* _WORK TO COMPLETE_:
Copy the lines starting at the one containing "Give the segmentation of every instance of the kitten's" and ending at the one containing "63L44 73L47 39L16", with both of those lines included, without changing anything.

* _Labeled area outline lines_:
-=-=-

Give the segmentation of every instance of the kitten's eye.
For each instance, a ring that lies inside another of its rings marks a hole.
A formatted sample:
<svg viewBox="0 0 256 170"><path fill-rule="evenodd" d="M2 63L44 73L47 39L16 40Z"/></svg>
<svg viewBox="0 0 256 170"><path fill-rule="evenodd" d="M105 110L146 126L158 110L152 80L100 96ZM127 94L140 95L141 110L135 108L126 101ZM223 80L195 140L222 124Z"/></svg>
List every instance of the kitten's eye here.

-=-=-

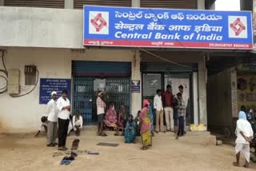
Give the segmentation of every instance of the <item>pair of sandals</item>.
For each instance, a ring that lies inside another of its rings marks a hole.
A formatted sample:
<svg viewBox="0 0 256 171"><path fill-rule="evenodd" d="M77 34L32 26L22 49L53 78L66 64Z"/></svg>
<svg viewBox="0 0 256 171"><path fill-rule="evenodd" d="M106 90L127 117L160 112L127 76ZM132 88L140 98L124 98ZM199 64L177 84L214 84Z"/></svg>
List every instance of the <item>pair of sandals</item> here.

-=-=-

* _ANSWER IN FULL_:
Give the segmentation of every instance of the kitten's eye.
For each instance, a ring that lies inside another of its rings marks a hole.
A formatted sample:
<svg viewBox="0 0 256 170"><path fill-rule="evenodd" d="M2 63L44 73L47 39L16 40Z"/></svg>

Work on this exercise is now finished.